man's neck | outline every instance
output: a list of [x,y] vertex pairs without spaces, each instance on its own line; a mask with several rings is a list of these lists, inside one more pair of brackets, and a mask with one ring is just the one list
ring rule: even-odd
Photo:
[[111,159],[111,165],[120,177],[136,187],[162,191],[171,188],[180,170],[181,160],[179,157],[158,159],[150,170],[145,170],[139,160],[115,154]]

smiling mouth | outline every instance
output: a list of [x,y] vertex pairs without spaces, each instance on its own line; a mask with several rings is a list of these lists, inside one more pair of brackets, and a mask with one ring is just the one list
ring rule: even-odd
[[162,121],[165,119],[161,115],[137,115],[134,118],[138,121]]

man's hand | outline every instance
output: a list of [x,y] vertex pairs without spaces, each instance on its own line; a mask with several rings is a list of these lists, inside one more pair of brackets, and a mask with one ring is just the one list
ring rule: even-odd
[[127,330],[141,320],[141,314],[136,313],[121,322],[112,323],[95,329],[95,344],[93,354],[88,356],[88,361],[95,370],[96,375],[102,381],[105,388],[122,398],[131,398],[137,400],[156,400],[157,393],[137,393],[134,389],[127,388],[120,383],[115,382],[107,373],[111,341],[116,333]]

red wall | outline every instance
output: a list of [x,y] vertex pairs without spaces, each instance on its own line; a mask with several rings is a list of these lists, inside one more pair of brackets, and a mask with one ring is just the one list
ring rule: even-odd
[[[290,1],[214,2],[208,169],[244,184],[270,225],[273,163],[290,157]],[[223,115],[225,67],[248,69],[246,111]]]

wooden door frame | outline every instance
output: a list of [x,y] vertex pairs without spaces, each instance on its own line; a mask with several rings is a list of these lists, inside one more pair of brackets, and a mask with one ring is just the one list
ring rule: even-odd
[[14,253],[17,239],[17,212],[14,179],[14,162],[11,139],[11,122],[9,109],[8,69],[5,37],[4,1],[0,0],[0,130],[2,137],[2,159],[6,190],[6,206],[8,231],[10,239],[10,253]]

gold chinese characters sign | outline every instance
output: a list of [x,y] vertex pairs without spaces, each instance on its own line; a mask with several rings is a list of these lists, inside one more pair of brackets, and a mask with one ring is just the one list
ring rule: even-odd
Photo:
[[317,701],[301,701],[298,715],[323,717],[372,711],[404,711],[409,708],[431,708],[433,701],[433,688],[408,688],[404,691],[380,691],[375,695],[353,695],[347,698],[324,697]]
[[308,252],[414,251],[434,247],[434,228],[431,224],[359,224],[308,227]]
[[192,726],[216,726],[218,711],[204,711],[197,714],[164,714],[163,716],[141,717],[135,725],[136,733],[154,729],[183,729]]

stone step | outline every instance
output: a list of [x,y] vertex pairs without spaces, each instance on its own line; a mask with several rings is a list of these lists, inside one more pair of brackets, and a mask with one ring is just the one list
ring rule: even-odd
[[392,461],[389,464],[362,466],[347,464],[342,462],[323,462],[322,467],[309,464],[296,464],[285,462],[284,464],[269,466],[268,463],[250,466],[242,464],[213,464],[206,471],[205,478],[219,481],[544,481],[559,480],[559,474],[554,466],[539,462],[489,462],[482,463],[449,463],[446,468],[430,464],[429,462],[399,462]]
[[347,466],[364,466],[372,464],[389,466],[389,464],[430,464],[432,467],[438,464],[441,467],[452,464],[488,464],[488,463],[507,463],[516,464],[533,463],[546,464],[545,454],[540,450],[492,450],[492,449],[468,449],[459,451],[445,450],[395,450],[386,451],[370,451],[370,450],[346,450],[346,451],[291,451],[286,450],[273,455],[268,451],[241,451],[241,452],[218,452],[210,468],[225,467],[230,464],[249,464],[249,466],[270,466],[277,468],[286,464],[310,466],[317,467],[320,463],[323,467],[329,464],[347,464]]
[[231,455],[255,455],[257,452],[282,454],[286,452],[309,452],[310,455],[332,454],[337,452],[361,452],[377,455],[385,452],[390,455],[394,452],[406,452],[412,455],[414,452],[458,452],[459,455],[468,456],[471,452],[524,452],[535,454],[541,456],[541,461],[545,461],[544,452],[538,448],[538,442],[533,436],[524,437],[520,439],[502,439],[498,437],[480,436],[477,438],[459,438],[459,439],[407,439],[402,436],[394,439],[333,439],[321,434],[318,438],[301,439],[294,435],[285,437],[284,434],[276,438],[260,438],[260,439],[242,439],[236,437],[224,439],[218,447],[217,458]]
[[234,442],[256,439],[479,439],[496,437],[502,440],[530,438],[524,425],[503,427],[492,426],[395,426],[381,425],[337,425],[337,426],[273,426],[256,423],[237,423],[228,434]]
◇ ◇ ◇ ◇ ◇
TASK: Please copy the material word for word, starting at its first line and ending at the line that contains "[[162,121],[165,119],[161,115],[137,115],[134,118],[138,121]]", with both of those lines included.

THE OUTPUT:
man's neck | outline every instance
output: a list of [x,y] vertex pairs without spaces, each instance on its own line; a mask with several rings is a list of these lists, inside one more pair of brackets, and a mask with one ring is just the one list
ring rule: even-odd
Photo:
[[111,159],[111,165],[120,177],[136,187],[162,191],[171,188],[180,170],[181,160],[179,157],[158,159],[150,170],[145,170],[139,160],[115,154]]

smiling mouth | outline every instance
output: a list of [x,y] vertex pairs without spaces, each instance on its own line; a mask with several rings is a list of these lists, inside one more pair of brackets, and a mask with one ring is just the one list
ring rule: even-odd
[[162,121],[165,119],[161,115],[137,115],[134,118],[138,121]]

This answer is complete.